> EXTRACT TO READ

========================================================================

<Chips4MakersakaS>
To be honest I have never came to the point where I could grasp what the yield in a testbench actually does; I did use cocotb on Verilog output. As a consequence I'm afraid this RFC is above my head.
<galibert[m]>
yield sucks, it means four different things depending on the context
<whitequark[cis]>
Chips4Makers (aka Staf Verhaegen): I see
<whitequark[cis]>
do you mean yield in general, or the specific case of bare yield?
<whitequark[cis]>
galibert: though so does `await`
<galibert[m]>
Yeah, it’s no better
<galibert[m]>
And the performance is impressively low
<whitequark[cis]>
I think it is better; at least now you have the same syntax for yielding control to the simulation or to the OS, and it eliminates one of the forms (there's no bare await)
<Chips4MakersakaS>
yield in the conext of an Amaranth testbench, not general python, I do make generators in my python code.
<whitequark[cis]>
I'm not sure where the performance claims come from considering we don't have async testbenches
<whitequark[cis]>
Chips4Makers (aka Staf Verhaegen): are you familiar with coroutines?

========================================================================

> DATA SECTION
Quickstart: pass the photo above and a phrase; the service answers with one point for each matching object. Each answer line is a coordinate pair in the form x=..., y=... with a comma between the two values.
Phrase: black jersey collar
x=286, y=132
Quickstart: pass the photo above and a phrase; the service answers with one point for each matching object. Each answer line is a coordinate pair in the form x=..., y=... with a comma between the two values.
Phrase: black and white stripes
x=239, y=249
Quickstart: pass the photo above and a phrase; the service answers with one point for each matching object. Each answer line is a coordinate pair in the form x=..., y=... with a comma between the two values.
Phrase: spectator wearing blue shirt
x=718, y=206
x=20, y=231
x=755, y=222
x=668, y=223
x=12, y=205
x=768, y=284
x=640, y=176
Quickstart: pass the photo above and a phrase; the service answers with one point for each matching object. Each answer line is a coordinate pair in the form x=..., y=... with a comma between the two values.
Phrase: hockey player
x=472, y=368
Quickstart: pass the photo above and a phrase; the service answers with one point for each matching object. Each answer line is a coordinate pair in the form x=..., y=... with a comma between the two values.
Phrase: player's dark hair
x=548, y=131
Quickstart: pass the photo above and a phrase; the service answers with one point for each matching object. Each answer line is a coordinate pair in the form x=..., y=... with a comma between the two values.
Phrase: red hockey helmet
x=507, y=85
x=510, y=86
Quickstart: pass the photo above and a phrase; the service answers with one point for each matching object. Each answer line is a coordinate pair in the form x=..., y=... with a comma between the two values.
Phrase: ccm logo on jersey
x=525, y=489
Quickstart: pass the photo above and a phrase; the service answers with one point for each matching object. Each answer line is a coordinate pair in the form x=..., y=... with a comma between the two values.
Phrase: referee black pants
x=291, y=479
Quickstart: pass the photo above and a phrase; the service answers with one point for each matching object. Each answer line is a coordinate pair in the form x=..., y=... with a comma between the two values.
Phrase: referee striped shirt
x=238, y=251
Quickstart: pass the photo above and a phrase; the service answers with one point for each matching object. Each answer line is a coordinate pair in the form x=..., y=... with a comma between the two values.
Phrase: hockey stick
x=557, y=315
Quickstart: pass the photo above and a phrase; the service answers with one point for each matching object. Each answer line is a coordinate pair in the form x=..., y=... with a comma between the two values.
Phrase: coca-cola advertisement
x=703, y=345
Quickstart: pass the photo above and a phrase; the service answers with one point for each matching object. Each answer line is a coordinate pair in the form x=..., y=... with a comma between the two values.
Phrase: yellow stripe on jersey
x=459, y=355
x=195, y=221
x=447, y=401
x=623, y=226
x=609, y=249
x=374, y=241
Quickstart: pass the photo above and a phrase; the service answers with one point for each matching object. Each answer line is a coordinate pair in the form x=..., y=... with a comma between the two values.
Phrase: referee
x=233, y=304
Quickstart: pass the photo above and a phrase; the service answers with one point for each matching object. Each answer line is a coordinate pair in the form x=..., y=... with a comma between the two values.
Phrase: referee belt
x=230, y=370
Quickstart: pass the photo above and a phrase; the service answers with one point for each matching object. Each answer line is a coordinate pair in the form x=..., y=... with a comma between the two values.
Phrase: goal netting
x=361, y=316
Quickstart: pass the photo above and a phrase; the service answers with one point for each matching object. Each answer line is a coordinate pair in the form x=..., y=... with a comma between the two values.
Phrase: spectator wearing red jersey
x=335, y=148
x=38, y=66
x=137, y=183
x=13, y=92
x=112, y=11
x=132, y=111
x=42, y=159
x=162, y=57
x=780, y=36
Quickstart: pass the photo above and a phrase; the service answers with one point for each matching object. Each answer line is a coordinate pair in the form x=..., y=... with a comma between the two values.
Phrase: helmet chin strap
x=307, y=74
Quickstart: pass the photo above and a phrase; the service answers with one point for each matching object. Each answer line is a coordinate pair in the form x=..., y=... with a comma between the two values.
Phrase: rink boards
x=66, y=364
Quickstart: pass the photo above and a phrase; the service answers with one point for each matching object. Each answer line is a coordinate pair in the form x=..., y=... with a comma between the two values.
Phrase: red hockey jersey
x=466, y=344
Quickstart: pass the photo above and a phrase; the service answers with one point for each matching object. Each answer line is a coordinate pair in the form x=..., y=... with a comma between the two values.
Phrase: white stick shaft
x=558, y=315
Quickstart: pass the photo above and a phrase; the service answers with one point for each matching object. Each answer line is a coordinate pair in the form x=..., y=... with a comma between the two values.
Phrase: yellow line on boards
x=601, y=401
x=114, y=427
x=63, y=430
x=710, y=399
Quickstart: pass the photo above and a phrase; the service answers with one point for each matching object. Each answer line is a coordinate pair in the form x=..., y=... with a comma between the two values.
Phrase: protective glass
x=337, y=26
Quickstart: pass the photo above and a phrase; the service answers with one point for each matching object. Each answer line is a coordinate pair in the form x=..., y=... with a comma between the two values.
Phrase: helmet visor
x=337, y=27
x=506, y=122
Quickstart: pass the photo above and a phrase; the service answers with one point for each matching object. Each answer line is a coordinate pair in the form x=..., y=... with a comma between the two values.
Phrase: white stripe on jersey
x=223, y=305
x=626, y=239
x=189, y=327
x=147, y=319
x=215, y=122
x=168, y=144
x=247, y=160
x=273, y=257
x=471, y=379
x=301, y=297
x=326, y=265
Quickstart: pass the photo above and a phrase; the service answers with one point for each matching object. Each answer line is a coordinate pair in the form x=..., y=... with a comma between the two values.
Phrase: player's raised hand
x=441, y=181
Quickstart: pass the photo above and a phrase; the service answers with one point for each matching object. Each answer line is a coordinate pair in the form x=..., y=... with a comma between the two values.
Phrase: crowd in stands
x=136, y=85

========================================================================

> WORK TO DO
- 1) In the chat about yield in Amaranth testbenches, why does galibert say yield is bad?
- 2) Extend the chat about yield in Amaranth testbenches, picking up after its last message.

> RESPONSES BY TASK
- 1) It means four different things depending on the context.

- 2)
<Chips4MakersakaS>
yes
<whitequark[cis]>
so yield val and yield val.eq(other) are essentially just a way to avoid global state by delegating an operation to "the caller of this coroutine", if this makes any sense
<whitequark[cis]>
the caller of the coroutine (the simulator) knows what it is, so when the coroutine returns a value or an Assign statement as a value, it updates its state
<whitequark[cis]>
without that we'd have to define some sort of implicit global for "the current simulator" which doesn't feel especially good
<Chips4MakersakaS>
Main difficulty for me is how the time and clock advances with the yields. With cocotb you could explicitly wait for rising edge or for a certain amount of time. But have to admit that is also rusty ATM.
<whitequark[cis]>
right, so this is actually what this RFC is about
<whitequark[cis]>
you can wait for a rising edge with yield Tick("domain") (and a future RFC will allow waiting for a rising edge on an arbitrary signal)
<galibert[m]>
The performance claim comes from comparing the result of a reimplementation of the 6502 pla and comparing its output with probes in perfect6502. Trying all 2**14 values was sub-second for perfect6502 and minute-range for the sim in amaranth
<galibert[m]>
abysmal
<whitequark[cis]>
that sort of stuff is what cxxsim is for
<whitequark[cis]>
the Python simulator in Amaranth is actually something like 2x faster than Migen's while being more flexible
<galibert[m]>
Oh I'm not saying migen is in any way good
<whitequark[cis]>
the simulator optimized for its very low startup latency: you can start evaluating against your netlist almost immediately, without any compilation step
<whitequark[cis]>
(and portability)
<whitequark[cis]>
anyway, discussion of performance isn't on topic since that's not what the RFC is about; it's about usability
<tpw_rules>
(which will benefit any future simulator too, correct?)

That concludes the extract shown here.